▶ **Assignment**:
Retype the entries from their start through the line containing "negative clicks: (496, 196) (612, 368)", including that line. Leave the pictures out.

▶ **Provided information**:
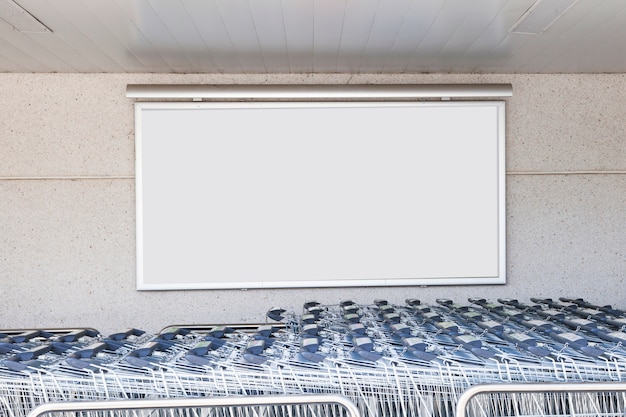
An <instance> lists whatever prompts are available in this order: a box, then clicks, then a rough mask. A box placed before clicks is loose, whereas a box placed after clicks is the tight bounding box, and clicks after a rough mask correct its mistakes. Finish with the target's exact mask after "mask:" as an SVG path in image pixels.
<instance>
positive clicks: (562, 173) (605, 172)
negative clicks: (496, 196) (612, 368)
mask: <svg viewBox="0 0 626 417" xmlns="http://www.w3.org/2000/svg"><path fill="white" fill-rule="evenodd" d="M506 175H626V171H507V172H506ZM134 179H135V177H134V176H129V175H128V176H127V175H120V176H59V177H55V176H45V177H43V176H42V177H36V176H33V177H0V181H42V180H67V181H76V180H134Z"/></svg>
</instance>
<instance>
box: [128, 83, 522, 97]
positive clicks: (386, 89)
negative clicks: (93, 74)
mask: <svg viewBox="0 0 626 417" xmlns="http://www.w3.org/2000/svg"><path fill="white" fill-rule="evenodd" d="M512 95H513V92H512V86H511V84H419V85H412V84H390V85H380V84H376V85H370V84H359V85H357V84H341V85H324V84H322V85H317V84H315V85H302V84H300V85H297V84H296V85H284V84H280V85H190V84H169V85H149V84H145V85H143V84H129V85H128V86H127V87H126V97H129V98H139V99H179V100H182V99H186V100H243V101H245V100H270V101H271V100H291V101H294V100H311V99H317V100H335V101H336V100H342V99H359V100H387V101H389V100H394V99H405V100H406V99H419V98H442V99H449V98H478V97H510V96H512Z"/></svg>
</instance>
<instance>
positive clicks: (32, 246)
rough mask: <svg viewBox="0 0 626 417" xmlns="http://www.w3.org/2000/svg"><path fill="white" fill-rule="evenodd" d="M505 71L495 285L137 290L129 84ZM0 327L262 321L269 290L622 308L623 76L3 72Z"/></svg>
mask: <svg viewBox="0 0 626 417" xmlns="http://www.w3.org/2000/svg"><path fill="white" fill-rule="evenodd" d="M144 83H145V84H148V83H154V84H166V83H206V84H231V83H236V84H256V83H277V84H293V83H307V84H308V83H320V84H325V83H331V84H334V83H338V84H343V83H356V84H359V83H383V84H387V83H389V84H394V83H511V84H512V85H513V97H511V98H509V99H507V112H506V115H507V129H506V132H507V172H508V174H507V228H508V230H507V270H508V283H507V284H506V285H497V286H454V287H428V288H424V287H409V288H369V289H368V288H337V289H303V290H297V289H283V290H248V291H241V290H212V291H163V292H152V291H151V292H138V291H136V290H135V230H134V228H135V201H134V192H135V191H134V132H133V108H132V101H131V100H129V99H127V98H126V97H125V89H126V85H127V84H144ZM0 89H1V91H2V94H1V95H0V112H1V114H2V117H0V150H1V152H2V153H1V155H2V163H1V164H0V226H1V231H2V233H1V234H0V260H1V264H0V294H1V295H2V309H0V328H17V327H20V328H23V327H29V328H30V327H66V326H91V327H95V328H97V329H99V330H100V331H102V332H103V333H109V332H112V331H114V330H119V329H121V328H126V327H139V328H143V329H146V330H149V331H157V330H159V329H160V328H162V327H164V326H166V325H170V324H180V323H229V322H259V321H262V320H263V319H264V318H263V316H264V312H265V311H266V310H267V309H268V308H270V307H272V306H275V305H280V306H282V307H286V308H292V309H295V310H297V311H299V309H300V307H301V305H302V303H303V302H304V301H307V300H318V301H320V302H324V303H337V302H338V301H340V300H342V299H347V298H350V299H354V300H356V301H359V302H364V303H367V302H371V301H372V300H373V299H374V298H387V299H388V300H389V301H391V302H394V303H403V302H404V299H405V298H406V297H408V296H410V297H416V298H420V299H422V300H424V301H425V302H432V301H433V300H434V299H435V298H437V297H448V298H453V299H455V300H456V301H458V302H464V301H465V300H466V299H467V297H470V296H483V297H487V298H489V299H495V298H497V297H516V298H520V299H523V300H527V299H528V298H529V297H531V296H541V297H553V298H556V297H559V296H562V295H565V296H580V297H584V298H587V299H589V300H591V301H594V302H598V303H611V304H613V305H614V306H617V307H620V308H626V297H625V296H626V289H625V288H626V287H625V285H624V280H625V278H626V123H624V115H626V94H625V93H626V75H624V74H619V75H393V76H392V75H358V76H357V75H289V76H287V75H282V76H279V75H275V76H268V75H245V76H244V75H153V74H136V75H122V74H115V75H103V74H95V75H87V74H81V75H70V74H39V75H38V74H0Z"/></svg>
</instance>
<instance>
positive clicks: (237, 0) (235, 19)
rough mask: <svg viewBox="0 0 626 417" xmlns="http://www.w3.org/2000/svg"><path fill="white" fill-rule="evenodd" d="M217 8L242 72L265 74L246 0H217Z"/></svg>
mask: <svg viewBox="0 0 626 417" xmlns="http://www.w3.org/2000/svg"><path fill="white" fill-rule="evenodd" d="M217 8H218V10H219V13H220V16H221V17H222V20H223V22H224V26H225V27H226V31H227V32H228V36H229V37H230V41H231V42H232V45H233V48H234V50H235V51H236V53H237V56H238V57H239V61H240V62H241V65H242V68H243V72H252V73H256V72H261V73H263V72H266V70H267V68H266V66H265V62H264V61H263V54H262V52H261V46H260V43H259V38H258V37H257V33H256V28H255V25H254V21H253V20H252V11H251V10H250V5H249V3H248V0H218V1H217Z"/></svg>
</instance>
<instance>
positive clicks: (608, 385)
mask: <svg viewBox="0 0 626 417" xmlns="http://www.w3.org/2000/svg"><path fill="white" fill-rule="evenodd" d="M625 414H626V383H600V382H594V383H560V384H558V383H557V384H554V383H535V384H489V385H475V386H473V387H471V388H469V389H467V390H466V391H465V392H464V393H463V395H461V397H460V398H459V400H458V403H457V406H456V417H469V416H472V417H487V416H489V417H500V416H507V417H511V416H515V417H522V416H533V417H534V416H541V417H553V416H580V417H583V416H598V417H612V416H624V415H625Z"/></svg>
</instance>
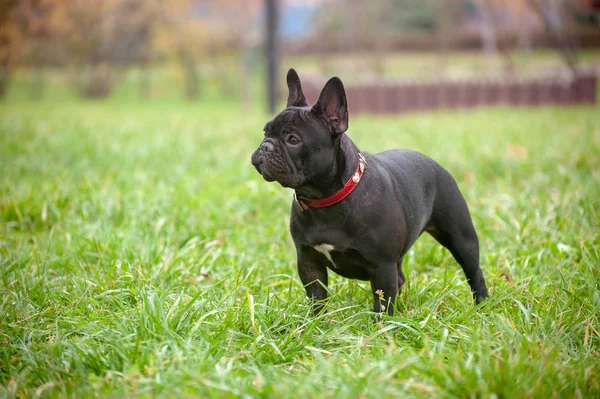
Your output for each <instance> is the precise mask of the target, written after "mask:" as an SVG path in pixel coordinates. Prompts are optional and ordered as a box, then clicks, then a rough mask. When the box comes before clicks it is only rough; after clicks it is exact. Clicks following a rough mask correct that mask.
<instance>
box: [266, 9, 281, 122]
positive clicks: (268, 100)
mask: <svg viewBox="0 0 600 399" xmlns="http://www.w3.org/2000/svg"><path fill="white" fill-rule="evenodd" d="M265 5H266V14H267V15H266V17H267V18H266V23H267V26H266V32H265V33H266V38H265V55H266V62H267V106H268V110H269V113H271V114H272V113H274V112H275V106H276V103H277V84H276V82H277V70H278V68H277V63H278V62H277V61H278V54H277V41H278V40H277V25H278V19H279V18H278V9H277V6H278V5H277V0H266V1H265Z"/></svg>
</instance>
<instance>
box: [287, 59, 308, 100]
mask: <svg viewBox="0 0 600 399" xmlns="http://www.w3.org/2000/svg"><path fill="white" fill-rule="evenodd" d="M287 82H288V89H289V90H290V94H289V95H288V105H287V106H288V107H307V106H308V103H307V102H306V97H305V96H304V92H303V91H302V84H300V78H299V77H298V74H297V73H296V71H295V70H294V68H290V70H289V71H288V76H287Z"/></svg>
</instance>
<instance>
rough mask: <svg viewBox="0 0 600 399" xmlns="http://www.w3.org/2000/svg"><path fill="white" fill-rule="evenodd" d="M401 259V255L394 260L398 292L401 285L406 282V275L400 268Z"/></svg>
mask: <svg viewBox="0 0 600 399" xmlns="http://www.w3.org/2000/svg"><path fill="white" fill-rule="evenodd" d="M403 260H404V257H403V256H401V257H400V258H398V261H397V262H396V267H397V269H398V293H400V290H401V289H402V286H403V285H404V283H405V282H406V277H405V276H404V271H403V270H402V261H403Z"/></svg>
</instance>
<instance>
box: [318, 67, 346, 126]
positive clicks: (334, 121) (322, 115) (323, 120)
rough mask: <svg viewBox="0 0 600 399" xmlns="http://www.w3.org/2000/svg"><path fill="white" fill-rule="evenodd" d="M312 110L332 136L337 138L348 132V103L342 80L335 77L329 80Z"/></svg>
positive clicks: (326, 83) (321, 92)
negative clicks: (342, 134) (322, 123)
mask: <svg viewBox="0 0 600 399" xmlns="http://www.w3.org/2000/svg"><path fill="white" fill-rule="evenodd" d="M312 109H313V112H314V113H315V114H317V116H318V117H319V118H321V120H322V121H323V122H324V123H325V125H326V126H327V127H328V128H329V130H330V131H331V134H332V135H334V136H337V135H340V134H342V133H344V132H345V131H346V130H348V102H347V101H346V91H345V90H344V85H343V84H342V81H341V80H340V78H338V77H337V76H335V77H333V78H331V79H329V81H328V82H327V83H326V84H325V87H323V90H322V91H321V94H320V95H319V101H317V103H316V104H315V105H313V108H312Z"/></svg>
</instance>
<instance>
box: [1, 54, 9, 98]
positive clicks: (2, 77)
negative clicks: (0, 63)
mask: <svg viewBox="0 0 600 399" xmlns="http://www.w3.org/2000/svg"><path fill="white" fill-rule="evenodd" d="M9 77H10V71H9V70H8V65H6V64H3V63H2V64H0V98H2V97H4V96H5V95H6V92H7V91H8V82H9Z"/></svg>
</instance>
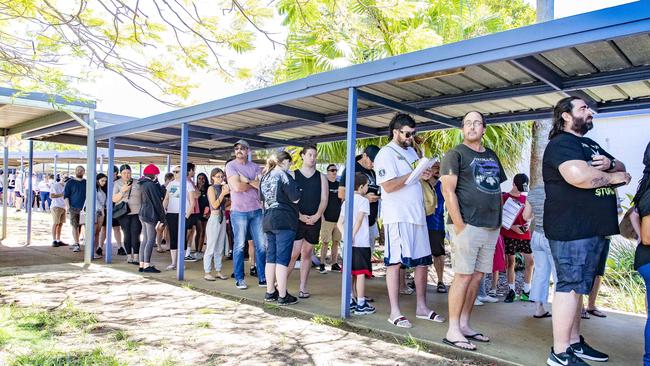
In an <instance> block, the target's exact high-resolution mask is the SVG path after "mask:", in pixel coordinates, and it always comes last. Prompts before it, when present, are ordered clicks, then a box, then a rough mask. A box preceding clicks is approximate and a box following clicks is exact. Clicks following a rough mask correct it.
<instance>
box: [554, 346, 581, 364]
mask: <svg viewBox="0 0 650 366" xmlns="http://www.w3.org/2000/svg"><path fill="white" fill-rule="evenodd" d="M546 364H547V365H548V366H585V365H587V366H588V365H589V364H588V363H586V362H584V361H583V360H581V359H580V358H579V357H578V356H576V355H575V354H574V353H573V351H572V350H571V347H569V348H567V349H566V352H562V353H559V354H557V353H555V351H554V350H553V347H551V353H550V354H549V355H548V358H547V359H546Z"/></svg>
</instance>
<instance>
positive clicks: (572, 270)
mask: <svg viewBox="0 0 650 366" xmlns="http://www.w3.org/2000/svg"><path fill="white" fill-rule="evenodd" d="M606 243H607V239H606V238H605V237H603V236H593V237H590V238H585V239H578V240H569V241H559V240H549V246H550V247H551V254H553V261H554V262H555V268H556V269H557V284H556V287H555V290H556V291H558V292H571V291H575V293H577V294H581V295H587V294H589V293H590V292H591V288H592V287H593V285H594V279H595V278H596V275H597V271H598V267H599V264H600V263H601V257H602V255H603V253H604V249H605V245H606Z"/></svg>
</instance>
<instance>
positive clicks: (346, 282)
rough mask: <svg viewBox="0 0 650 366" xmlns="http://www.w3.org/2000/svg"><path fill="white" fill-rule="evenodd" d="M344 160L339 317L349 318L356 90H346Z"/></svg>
mask: <svg viewBox="0 0 650 366" xmlns="http://www.w3.org/2000/svg"><path fill="white" fill-rule="evenodd" d="M346 146H347V157H346V160H345V172H346V174H345V187H346V189H345V202H344V203H343V204H344V205H345V223H344V224H345V226H344V228H345V236H344V238H343V276H342V277H341V317H342V318H343V319H346V318H349V317H350V291H351V290H352V238H353V235H352V228H353V225H354V222H353V221H354V220H353V219H352V214H353V212H354V163H355V159H354V157H355V152H356V146H357V89H356V88H350V89H348V136H347V144H346Z"/></svg>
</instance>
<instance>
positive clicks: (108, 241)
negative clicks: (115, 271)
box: [104, 137, 115, 263]
mask: <svg viewBox="0 0 650 366" xmlns="http://www.w3.org/2000/svg"><path fill="white" fill-rule="evenodd" d="M114 164H115V138H114V137H111V138H109V139H108V174H106V175H107V176H108V182H107V183H106V191H107V192H108V194H107V196H108V197H107V198H106V220H107V221H106V251H105V253H104V261H105V262H106V263H112V262H113V227H112V224H111V222H112V221H113V183H114V182H113V176H114V174H113V166H114Z"/></svg>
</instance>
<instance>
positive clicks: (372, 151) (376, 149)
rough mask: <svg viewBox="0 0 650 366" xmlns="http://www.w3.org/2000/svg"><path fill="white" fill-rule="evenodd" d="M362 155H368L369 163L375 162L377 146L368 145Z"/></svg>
mask: <svg viewBox="0 0 650 366" xmlns="http://www.w3.org/2000/svg"><path fill="white" fill-rule="evenodd" d="M363 153H364V154H366V155H368V158H370V160H371V161H373V162H374V161H375V157H376V156H377V154H378V153H379V146H377V145H368V146H367V147H366V148H365V149H364V150H363Z"/></svg>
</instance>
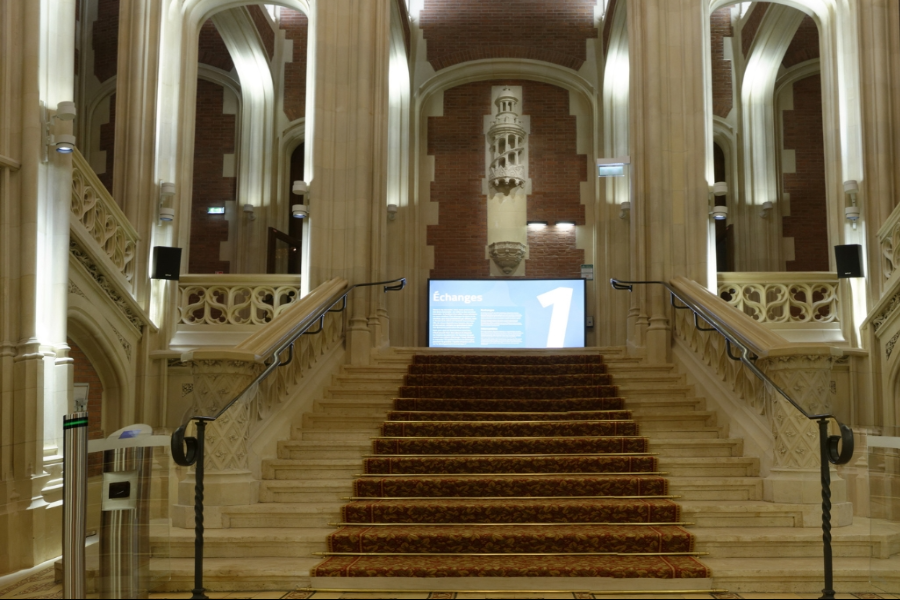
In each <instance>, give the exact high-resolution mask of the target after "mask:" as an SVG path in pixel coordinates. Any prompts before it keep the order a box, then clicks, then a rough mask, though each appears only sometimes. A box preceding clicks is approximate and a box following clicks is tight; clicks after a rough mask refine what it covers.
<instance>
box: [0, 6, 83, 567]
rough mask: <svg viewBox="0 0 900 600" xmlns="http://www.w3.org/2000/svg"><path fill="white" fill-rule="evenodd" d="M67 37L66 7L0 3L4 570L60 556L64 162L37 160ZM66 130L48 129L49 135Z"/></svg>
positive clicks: (69, 15)
mask: <svg viewBox="0 0 900 600" xmlns="http://www.w3.org/2000/svg"><path fill="white" fill-rule="evenodd" d="M74 35H75V1H74V0H59V1H58V2H57V1H54V0H8V1H6V2H3V3H0V154H2V155H3V156H7V157H9V158H11V159H13V160H14V161H16V162H17V163H19V164H20V165H21V167H20V168H18V169H15V170H12V171H10V170H6V169H4V170H3V171H4V173H3V174H2V176H0V186H2V188H3V189H2V190H0V240H2V241H0V314H2V316H0V392H2V394H0V427H2V430H0V446H2V450H0V458H2V463H0V479H2V484H3V485H2V486H0V490H2V492H3V497H2V499H0V501H3V503H4V504H5V505H6V506H7V507H9V510H8V511H5V512H4V515H2V517H0V529H2V530H3V531H4V532H6V533H5V534H4V535H3V536H0V537H2V538H3V540H2V541H0V544H2V546H0V555H6V556H8V557H9V558H8V561H5V562H6V566H7V567H9V568H12V569H21V568H26V567H30V566H33V565H35V564H37V563H40V562H42V561H45V560H48V559H50V558H52V557H54V556H58V555H59V548H60V542H61V532H60V529H59V528H60V520H59V519H60V514H61V511H60V507H59V506H58V505H54V504H53V500H55V498H53V496H52V494H53V493H54V492H52V491H50V490H55V487H51V484H53V486H55V483H56V482H55V481H54V479H56V478H58V477H59V476H60V468H61V454H60V446H61V443H62V440H61V438H62V416H63V414H65V413H66V412H67V411H68V410H69V409H70V406H69V399H70V398H69V389H70V381H71V376H72V367H71V359H69V358H68V350H69V348H68V346H67V344H66V313H67V304H66V299H67V297H68V236H69V213H70V209H69V207H70V204H71V188H72V160H71V157H69V156H65V155H62V154H58V153H57V152H55V151H53V150H50V151H49V153H48V159H47V161H46V162H44V160H43V155H44V146H43V140H42V135H41V134H42V124H41V103H43V104H44V106H46V107H48V109H49V116H52V115H53V114H54V113H55V109H56V106H57V104H58V103H59V102H61V101H66V100H72V99H73V96H74V90H73V87H74V74H73V69H72V65H73V64H74V49H75V40H74ZM79 108H80V107H79ZM71 131H72V123H71V122H65V121H54V122H52V125H51V132H52V133H54V134H55V135H60V134H68V133H71ZM45 489H46V490H48V494H47V497H46V498H45V495H44V490H45ZM7 540H8V541H7Z"/></svg>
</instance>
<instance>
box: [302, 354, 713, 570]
mask: <svg viewBox="0 0 900 600" xmlns="http://www.w3.org/2000/svg"><path fill="white" fill-rule="evenodd" d="M617 392H618V389H617V387H616V386H615V385H612V381H611V377H610V375H608V374H607V370H606V365H605V364H604V363H603V357H602V356H600V355H558V356H514V355H510V356H501V355H489V356H485V355H481V356H479V355H417V356H415V358H414V361H413V364H412V365H410V367H409V373H408V375H407V376H406V381H405V385H404V386H403V387H401V388H400V397H398V398H396V399H395V400H394V410H393V411H391V413H390V414H389V417H388V419H389V420H388V421H386V422H385V423H384V425H383V426H382V428H381V436H380V437H379V438H377V439H376V440H375V441H374V443H373V454H372V456H371V457H369V458H366V459H365V463H364V474H363V475H362V476H361V477H360V478H359V479H357V480H356V481H355V482H354V486H353V488H354V500H353V502H351V503H349V504H347V505H345V506H344V507H343V509H342V511H341V514H342V521H343V523H342V526H341V528H340V529H338V530H337V531H335V532H334V533H332V534H331V535H330V536H329V538H328V550H329V551H328V553H327V554H328V558H327V559H326V560H325V561H323V562H322V563H320V564H319V565H317V566H316V567H315V568H314V569H313V571H312V575H313V576H317V577H497V576H500V577H523V576H529V577H655V578H697V577H700V578H703V577H709V571H708V569H707V568H706V566H704V565H703V564H702V563H701V562H699V561H698V560H697V559H696V558H695V553H694V552H693V536H692V535H691V534H690V533H689V532H688V531H687V530H685V529H684V528H683V527H681V523H680V510H679V507H678V505H677V504H676V503H674V502H672V501H671V500H670V499H669V498H670V496H669V494H668V484H667V481H666V479H665V478H664V477H662V476H661V475H660V474H659V473H658V472H657V471H658V469H657V460H656V457H655V456H653V455H650V454H648V453H647V438H645V437H642V436H640V430H639V426H638V424H637V423H635V422H634V421H633V420H632V418H631V413H630V412H629V411H628V410H625V409H624V400H623V399H622V398H620V397H618V396H617Z"/></svg>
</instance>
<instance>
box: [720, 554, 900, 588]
mask: <svg viewBox="0 0 900 600" xmlns="http://www.w3.org/2000/svg"><path fill="white" fill-rule="evenodd" d="M703 563H704V564H705V565H706V566H708V567H709V568H710V570H711V571H712V573H713V586H714V587H716V588H723V589H727V590H729V591H730V592H738V593H740V592H753V593H759V594H764V593H769V594H775V595H778V596H780V597H783V596H784V595H785V594H819V593H820V592H821V591H822V587H823V579H822V558H821V556H820V557H817V558H812V557H810V558H802V557H799V558H794V559H792V560H789V561H786V560H784V558H743V557H741V558H719V557H709V556H704V557H703ZM876 582H877V585H873V584H876ZM898 586H900V556H894V557H891V558H889V559H873V558H861V557H860V558H857V557H846V558H842V559H841V560H837V561H835V562H834V587H835V589H837V590H842V591H843V590H856V591H859V592H862V591H871V592H876V591H881V592H883V590H884V589H898ZM848 597H849V596H848ZM883 597H886V596H883Z"/></svg>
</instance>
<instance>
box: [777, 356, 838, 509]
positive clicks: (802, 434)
mask: <svg viewBox="0 0 900 600" xmlns="http://www.w3.org/2000/svg"><path fill="white" fill-rule="evenodd" d="M833 363H834V356H833V355H832V354H831V353H830V351H829V349H827V348H823V351H822V352H821V353H810V354H785V355H778V356H769V357H766V358H763V359H760V361H759V366H760V368H761V369H762V370H763V371H764V372H765V373H766V375H768V376H769V377H770V378H771V379H772V381H774V382H775V384H776V385H778V386H779V387H780V388H781V389H783V390H784V391H785V392H787V394H789V395H790V396H791V398H792V399H794V401H796V402H797V404H799V405H800V406H802V407H803V408H804V410H806V411H807V412H808V413H810V414H828V413H830V412H831V405H832V402H831V367H832V364H833ZM760 393H761V394H763V396H764V398H763V401H764V403H765V406H766V410H765V413H766V415H768V421H769V425H770V426H771V428H772V435H773V437H774V438H775V444H774V447H773V449H772V451H773V455H774V456H773V459H774V460H773V463H772V464H773V467H772V469H771V471H770V474H769V476H768V477H766V478H765V479H764V481H763V496H764V498H765V499H766V500H767V501H769V502H783V503H791V504H809V505H820V504H821V502H822V487H821V481H820V467H819V429H818V425H817V422H816V421H813V420H810V419H808V418H806V416H804V415H803V414H802V413H801V412H800V411H798V410H797V409H796V408H794V407H793V406H792V405H791V404H790V403H789V402H788V401H787V400H785V399H784V398H783V397H782V396H781V395H780V394H778V393H777V392H776V391H775V390H774V389H773V388H772V386H770V385H764V386H761V387H760ZM831 492H832V502H833V509H832V515H833V518H834V524H835V526H842V525H849V524H850V523H851V522H852V519H853V505H852V504H851V503H849V502H847V501H846V500H847V487H846V482H845V481H844V480H842V479H841V478H840V477H838V476H837V473H836V471H834V469H833V468H832V475H831ZM816 510H818V509H816ZM812 513H815V511H812ZM812 513H811V514H810V518H809V519H807V518H806V515H804V526H806V527H814V526H818V525H819V524H820V523H819V521H817V520H816V515H817V514H819V513H815V514H812ZM807 521H809V522H807Z"/></svg>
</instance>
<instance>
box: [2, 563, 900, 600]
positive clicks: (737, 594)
mask: <svg viewBox="0 0 900 600" xmlns="http://www.w3.org/2000/svg"><path fill="white" fill-rule="evenodd" d="M207 596H209V597H210V598H259V599H263V598H266V599H269V598H299V599H307V598H314V599H316V600H319V599H323V600H324V599H326V598H348V599H349V598H360V599H362V598H398V599H401V598H402V599H409V600H413V599H418V598H441V599H457V600H468V599H476V598H498V599H499V598H516V599H523V600H524V599H528V600H537V599H540V598H546V599H551V598H554V599H555V598H573V599H588V598H590V599H594V598H597V599H605V598H629V599H632V598H634V599H638V598H698V599H699V598H703V599H706V598H818V597H819V596H818V594H751V593H747V592H742V593H740V594H734V593H728V592H720V593H708V592H707V593H697V594H690V593H684V592H682V593H678V594H666V595H660V594H658V593H657V594H655V595H647V594H629V595H627V596H626V595H621V594H615V593H603V594H601V593H597V594H586V593H581V592H560V593H552V592H535V593H528V592H505V593H497V594H485V593H476V592H419V593H409V592H402V593H385V592H377V593H366V592H331V591H313V590H293V591H268V592H208V593H207ZM62 597H63V594H62V585H61V584H59V583H56V582H55V581H54V569H53V566H52V565H46V566H43V567H41V568H38V569H33V570H31V572H30V573H25V574H24V576H19V577H17V576H15V575H13V576H7V577H2V578H0V598H9V599H11V600H13V599H15V600H18V599H23V598H62ZM88 597H89V598H90V597H96V595H93V594H91V595H88ZM190 597H191V594H190V593H189V592H184V593H174V592H170V593H165V594H150V598H190ZM837 598H848V599H850V598H896V599H900V595H895V594H887V593H881V594H873V593H859V594H837Z"/></svg>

▶ **Exercise output**:
An <instance> lists whatever prompts are available in this order: a box, then clicks, then a rough mask. A box placed before clicks is loose, whereas a box placed after clicks is the tight bounding box, and clicks after a rough mask correct its mistakes. Finish with the target's exact mask after "mask:" as an SVG path in image pixels.
<instance>
positive clicks: (562, 173) (605, 172)
negative clicks: (496, 196) (612, 368)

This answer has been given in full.